#### [Task to carry out]
Please quote every one of the following items word for word.

╔══

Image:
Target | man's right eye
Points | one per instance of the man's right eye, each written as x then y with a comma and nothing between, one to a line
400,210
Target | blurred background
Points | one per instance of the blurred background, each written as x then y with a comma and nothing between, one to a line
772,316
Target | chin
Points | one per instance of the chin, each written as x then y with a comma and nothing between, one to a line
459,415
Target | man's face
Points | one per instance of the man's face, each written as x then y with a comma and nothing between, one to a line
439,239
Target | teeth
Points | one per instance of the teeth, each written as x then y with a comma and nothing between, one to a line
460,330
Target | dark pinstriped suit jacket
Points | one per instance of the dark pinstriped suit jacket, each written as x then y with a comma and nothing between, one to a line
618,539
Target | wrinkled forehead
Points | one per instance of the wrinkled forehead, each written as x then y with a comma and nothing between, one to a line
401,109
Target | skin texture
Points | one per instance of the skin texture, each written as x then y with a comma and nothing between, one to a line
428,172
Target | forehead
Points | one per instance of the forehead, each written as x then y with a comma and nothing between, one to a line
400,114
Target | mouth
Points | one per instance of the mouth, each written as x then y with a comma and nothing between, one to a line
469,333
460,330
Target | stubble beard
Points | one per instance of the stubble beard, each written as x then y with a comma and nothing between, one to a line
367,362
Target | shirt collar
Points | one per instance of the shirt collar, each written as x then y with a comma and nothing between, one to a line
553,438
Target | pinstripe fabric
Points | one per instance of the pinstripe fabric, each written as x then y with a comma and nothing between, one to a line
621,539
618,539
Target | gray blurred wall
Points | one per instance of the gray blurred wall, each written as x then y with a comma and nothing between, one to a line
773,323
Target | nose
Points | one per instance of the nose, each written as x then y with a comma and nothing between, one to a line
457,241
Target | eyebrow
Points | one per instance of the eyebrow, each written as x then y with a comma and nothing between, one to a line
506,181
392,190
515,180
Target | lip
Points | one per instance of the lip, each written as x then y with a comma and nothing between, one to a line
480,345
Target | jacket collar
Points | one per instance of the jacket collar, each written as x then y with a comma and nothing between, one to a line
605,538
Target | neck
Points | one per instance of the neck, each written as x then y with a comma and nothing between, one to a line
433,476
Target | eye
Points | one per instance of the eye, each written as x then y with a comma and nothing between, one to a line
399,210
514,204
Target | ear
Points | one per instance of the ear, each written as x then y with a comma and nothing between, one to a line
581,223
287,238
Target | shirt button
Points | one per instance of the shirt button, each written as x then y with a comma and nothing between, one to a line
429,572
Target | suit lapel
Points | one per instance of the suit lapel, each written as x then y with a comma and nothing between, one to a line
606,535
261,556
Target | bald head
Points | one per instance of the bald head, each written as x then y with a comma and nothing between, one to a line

╚══

#### [Exercise output]
Image:
Target | man's right eye
Points | one per instance of the man's right eye, each written as x then y with a comma and nothing between, one to a line
400,210
Target | blurred background
Points | one per instance of the blurred background, each written as x then y with a comma and nothing between, one to a line
772,316
Target | chin
Points | one per instance of the chin, each written as x then y with a comma and nothing between, one to a line
459,415
Target | man's face
Points | one per instance of the man's face, each written as x then y with a comma and nothing between, one to a line
439,239
Target | teeth
Points | one per instance of the teeth, each written as x then y with a comma and nothing between, one to a line
460,330
Target | dark pinstriped suit jacket
Points | one per instance of the dark pinstriped suit jacket, each written as x then y with a comma and nothing between, one to a line
618,539
Target | wrinkled forehead
Points | one per instance of the wrinkled forehead, each written as x then y with a comma and nothing between, one to a line
401,109
Target | skin texture
Points | one per instance of the skin texture, each written as x then y with a comma and nothing between, one to a line
428,172
Target | forehead
Points | one per instance of the forehead, each written as x then y with a comma and nothing between, one to a line
400,114
Target | mouth
Points | one per instance of the mouth, each written as x then y with a comma and nothing between, one to a line
469,333
460,330
Target | stubble beard
Points | one per instance of the stubble beard, each written as x then y with a comma and nothing between, one to a line
367,362
Target | shirt collar
Points | one per instance of the shirt collar, each written as x then y with a comma and nothing between, one to a line
553,438
Target | pinstripe fabric
Points | one per instance of the pinstripe fabric, each written as x then y with a comma and nothing between, one to a line
621,539
618,539
Target | gray blurred wall
Points | one per instance of the gray blurred wall, each written as x then y with a comma and nothing between, one to a line
773,323
Target | nose
Points | one per instance of the nose, each written as x then y with a comma and nothing between, one to a line
457,241
Target | eyebrow
Points | one per instance of the eyebrow, each written as x then y with a comma and nothing between, one to a line
506,181
392,190
515,180
Target | lip
Points | one per instance of the lip, each written as x then y with a comma and nothing between, one to a line
480,345
Target | jacket collar
Points | one per instance of the jacket collar, each written as x then y with a comma and nothing between, one to a line
605,538
Target | neck
Points | one per instance of the neck, each written as x then y with a comma and nothing between, one to a line
433,476
Target | eye
Points | one per instance of the eye, each written as x then y with a comma and nothing between, one to a line
399,210
514,204
Target | ear
Points | one per instance of the ear, each written as x then y with a comma and nothing between, one to a line
581,223
287,238
Target | shirt button
Points | one per instance of the shirt button, each written as x then y with a comma and nothing between, one to a line
429,572
Target | suit lapel
Points | one per instance of the suit lapel, each written as x then y with a comma and nothing between, one to a line
606,535
261,556
Target | bald head
Points | one per instance of the bald head, each written as x then y with a comma and nothing between, one to a line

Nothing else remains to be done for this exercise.